▶ Exercises:
1. Do the following statements agree with the perpendicular bisector excerpt? Answer yes or no for each, and quote the deciding words from the excerpt.
(a) In section 4, the variable point P moves so that AP equals BP.
(b) Equation (6) represents the perpendicular bisector of AB.
(c) Section 5 presents another form of the perpendicular bisector.
2. In the perpendicular bisector excerpt, what relation holds among AP, BP and AB when P moves on the line segment AB?
3. What equation numbers does the perpendicular bisector excerpt assign? List every one.

4. Equation of Perpendicular Bisector

We consider two fixed points $\mathrm{A}\left(\mathrm{z} _{1}\right)$ & $\mathrm{B}\left(\mathrm{z} _{2}\right)$ and variable point $\mathrm{P}(\mathrm{z})$ moving such that $\mathrm{AP}=\mathrm{BP}$

i.e. $\left|z-z _{1}\right|=\left|z-z _{2}\right|…….(5)$

From Geometry, it is obvious that $\mathrm{P}$ lies on the perpendicular bisector of the segment $\mathrm{AB}$.

$\therefore \quad$ Equaiton (5) is the equation of perpendicular bisector of the segment joining $\mathrm{A}\left(\mathrm{z} _{1}\right) \& \mathrm{~B}\left(\mathrm{z} _{2}\right)$.

5. Another form of perpendicular bisector

$\left|z-z _{1}\right|=\left|z-z _{2}\right| \Rightarrow\left|z-z _{1}\right|^{2}=\left|z-z _{2}\right|^{2} \Rightarrow\left(z-z _{1}\right)\left(\bar{z}-\overline{z _{1}}\right)=\left(z-z _{2}\right)\left(\bar{z}-\overline{z _{2}}\right)$

• If $\mathrm{A}\left(\mathrm{z} _{1}\right)$ and $\mathrm{B}\left(\mathrm{z} _{2}\right)$ are two fixed points and $\mathrm{P}$ is a variable moving on the line segment $\mathrm{AB}$ then $\mathrm{AP}+\mathrm{BP}=\mathrm{AB}$

i.e. $\left|z-z _{1}\right|+\left|z-z _{2}\right|=\left|z _{1}-z _{2}\right|………(6)$

$\therefore \quad$ above equation represents the line segment $\mathrm{AB}$

i.e. $\quad\left|z-z _{1}\right|-\left|z-z _{2}\right|=\left|z _{1}-z _{1}\right|……….(7)$

i.e. $\left|z-z _{1}\right|-\left|z-z _{2}\right|=-\left|z _{1}-z _{1}\right|………..(8)$

From equation (7) & (8), it is clear that $p$ is lying on the line passing through $A \& B$ but not lying on the segment $\mathrm{AB}$.

▶ Material provided:
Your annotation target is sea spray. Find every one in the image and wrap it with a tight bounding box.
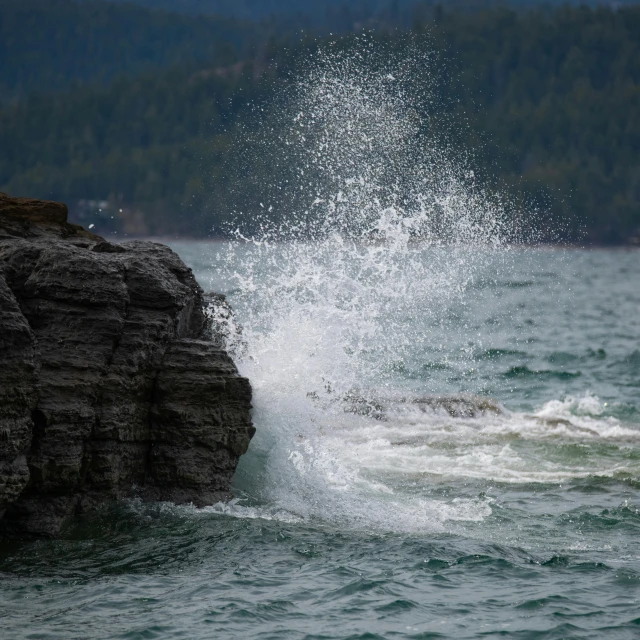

▶ Solutions for each task:
1.
(a) Yes: "variable point $\mathrm{P}(\mathrm{z})$ moving such that $\mathrm{AP}=\mathrm{BP}$"
(b) No: "above equation represents the line segment"
(c) Yes: "Another form of perpendicular bisector"

2. AP + BP = AB

3. (5), (6), (7), (8)